■ **AIM**:
Answer these questions from the router thread below.
1. According to the thread, what range are Wireless N routers rated for?
2. When obstructions are involved, what word should the router's labeling include, and how many antennas should it have at minimum?
3. Whose devices does the last post suggest the friend look into?

■ **DOCUMENT EXTRACT**:
········
# Need router recommendation



## TxGypsy (Nov 23, 2006)

A good friend of mine has a small hotel. One of those where it is 3 strips of rooms around a courtyard with a pool. I set up a regular house router for her, but needless to say it doesn't reach very far. Could any of you recommend a router that has quite a bit of range? Thanks!


----------



## backwoodsman7 (Mar 22, 2007)

It may require not only the right router, but changing the firmware and antennas. Are you technically inclined? If so, it's not difficult; if not, you'll need to get someone who is to do it.

In general, whenever obstructions are involved, you want a router that says 'MIMO' and has at least 2 antennas.

To say any more than that I'd need to know what brand & model of router you have now, and how near (or far) you are from adequate coverage now. Also helpful would be what kind of siding the buildings have (not metal, hopefully), and distance to the farthest point you want to cover.


----------



## Nevada (Sep 9, 2004)

Common routers use Wireless G technology, which is rated for 100 feet indoors (including walls). Newer routers have Wireless N, which is rated for 160 feet. Be sure the router is a Wireless N and that the Wireless N protocol is enabled in the router setup.

Of course there are more sophisticated solutions, but they involve cabling and much more expense. One thing that I'll tell you is that I've tried several brands of home router repeaters but never had any luck with them. I don't recommend you go that route.

What kind if distances are we talking here?


----------



## WhyNot (Jun 21, 2011)

Amanda,
Your friend may want to look into one of the devices made by EnGenius. Many hotels/motels small and large use them, they work very well and will work with any additional routers they have in place. 

http://www.engeniustech.com/network...etworking/indoor-access-points-client-bridges

They have many different products but there are several that are wired and wireless routers as well as they are able to be bridges between networks (if ever needed) or just an access point to extend a network. Very multiuse. And pretty simple to set up.
········
■ **SUPPLIED DATA**:

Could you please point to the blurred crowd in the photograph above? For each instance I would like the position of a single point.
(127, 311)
········
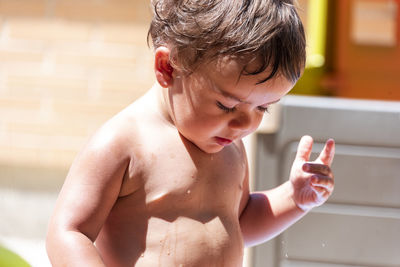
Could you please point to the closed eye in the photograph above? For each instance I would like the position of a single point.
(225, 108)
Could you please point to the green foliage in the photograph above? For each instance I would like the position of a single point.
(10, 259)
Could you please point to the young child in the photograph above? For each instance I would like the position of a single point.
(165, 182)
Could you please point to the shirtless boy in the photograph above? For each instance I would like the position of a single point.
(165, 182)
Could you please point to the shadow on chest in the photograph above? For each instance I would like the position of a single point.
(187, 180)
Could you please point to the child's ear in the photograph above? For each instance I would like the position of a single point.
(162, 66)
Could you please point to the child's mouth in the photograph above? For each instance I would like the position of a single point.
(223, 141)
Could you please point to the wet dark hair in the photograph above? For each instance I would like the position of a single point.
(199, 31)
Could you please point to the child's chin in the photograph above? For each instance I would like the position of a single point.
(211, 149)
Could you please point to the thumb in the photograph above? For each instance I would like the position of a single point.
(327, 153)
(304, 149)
········
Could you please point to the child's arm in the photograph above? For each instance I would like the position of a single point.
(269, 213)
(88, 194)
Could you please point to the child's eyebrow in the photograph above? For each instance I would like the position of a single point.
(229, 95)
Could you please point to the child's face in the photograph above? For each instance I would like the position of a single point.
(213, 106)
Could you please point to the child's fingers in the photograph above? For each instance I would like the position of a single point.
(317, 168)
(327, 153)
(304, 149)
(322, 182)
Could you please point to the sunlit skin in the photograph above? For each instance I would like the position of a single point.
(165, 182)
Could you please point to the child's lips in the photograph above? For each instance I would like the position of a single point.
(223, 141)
········
■ **THE REPLY**:
1. 160 feet.
2. 'MIMO', with at least 2 antennas.
3. EnGenius.